▶ **To do**:
1. List every fruit that the Trinidad travel journal entry below names as part of Magaly's breakfast.
2. According to the Trinidad travel journal entry below, in what year did the National Museum of the Fight Against Bandits open?

April 30, 2014, Trinidad, Cuba
Waking up early, I listened carefully from my guest room which faced the street to the sounds of Trinidad waking up. I heard no traffic, only the slow clop-clopping of the horse’s hooves on the cobblestones. Farmers called out what they carried in their carts.
“Plantanos, plantanos,” one old man yelled, his voice trailing off as he headed to the edge of town. He had no takers for his bunches of plantains.
Magaly prepared a lovely breakfast for my first full day in Trinidad. The variety of ripe papayas, watermelon, guavas, even pineapple made for a luxurious breakfast.
“We are lucky to have mangoes, papayas, and bananas grow so well here,” Magaly said. “They travel only a few kilometers to our doorstep.”
The need for hyperlocal food sources was not a reflection of a farm-to-table movement taking hold in Cuba. It was out of sheer necessity.
Cuba imports more than two-thirds of its food. Even if Cuba could produce enough food to feed its entire population, getting it shipped domestically is a major challenge as fuel, trucks, and vans to ship produce are lacking. In a country with a centrally controlled economy that is poorly run, the food supply chain is broken in so many ways.
I tried and decided to leave most of the mystery meat from my breakfast. Let’s just say it made me miss how good Spam could be in a pinch. I saw little meat in Trinidad, but fresh fish and fruit seemed to be in ample supply, at least for tourists.
After breakfast I met the two other travelers staying at Casa Magaly—Wade and Camille, a young American couple. They live and work in a U.S. ski resort area and travel during the skiing offseason. This year they decided to backpack in Cuba and had arrived in Trinidad by bus.
Like reactive elements, we decided to join forces and set out to explore the colonial town. Trinidad has quite a few museums. We peeked inside the National Museum of the Fight Against Bandits. The museum focuses on the counter revolutionaries who continued their defiance of the Castro regime in the nearby Escambray Mountains in the immediate years after General Batista had fled Cuba in 1959. Opened in 1984, the museum is housed in an old convent. Exhibits include a number of maps showing battles against the rebels and various military artifacts.
Trinidad’s main museum is its History Museum, housed in a grand Neoclassical mansion just off the Plaza Mayor. The home belonged to the Borrell family from 1827 to 1830 and serves as a showcase of how the rich elite used to live in colonial Cuba. The museum is divided in four rooms, the first one decorated as the mansion appeared in the 1800s. The other rooms have displays on local history, its sugar industry, and a weapons room featuring canyons used to protect the city from pirates.
The main reason to visit, however, is to enjoy the views from the highest point in Trindad. Climbing the mansion’s bell tower rewards the viewer with 360 degree panoramas from the foothills of the Escambray Mountains to Ancon beach and the ocean.

▶ **Material provided**:
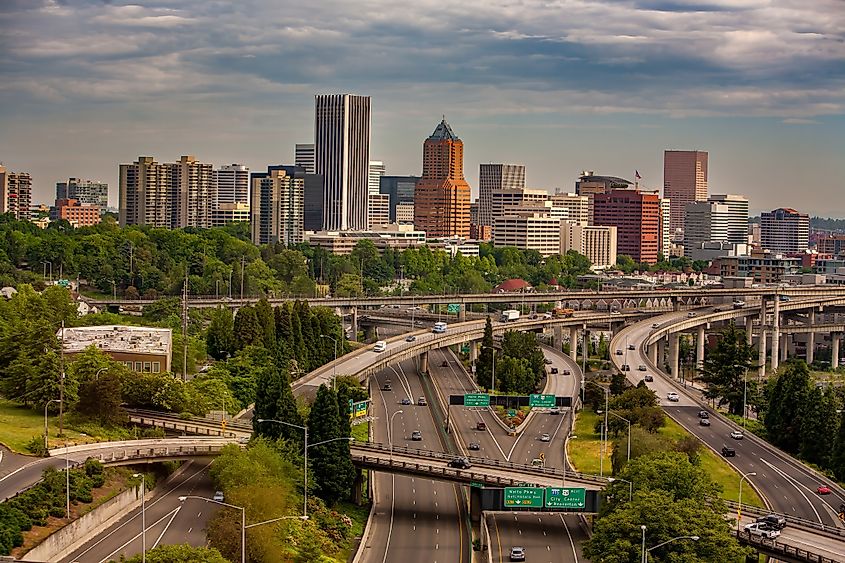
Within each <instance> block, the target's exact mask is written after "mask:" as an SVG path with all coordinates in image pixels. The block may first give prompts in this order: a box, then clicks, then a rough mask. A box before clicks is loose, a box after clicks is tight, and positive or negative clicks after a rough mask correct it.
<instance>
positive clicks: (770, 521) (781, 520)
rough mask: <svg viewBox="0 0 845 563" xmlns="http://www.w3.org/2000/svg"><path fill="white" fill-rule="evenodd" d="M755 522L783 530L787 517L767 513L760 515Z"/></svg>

▶ **Responses to the tasks**:
1. Papayas, watermelon, guavas, pineapple

2. 1984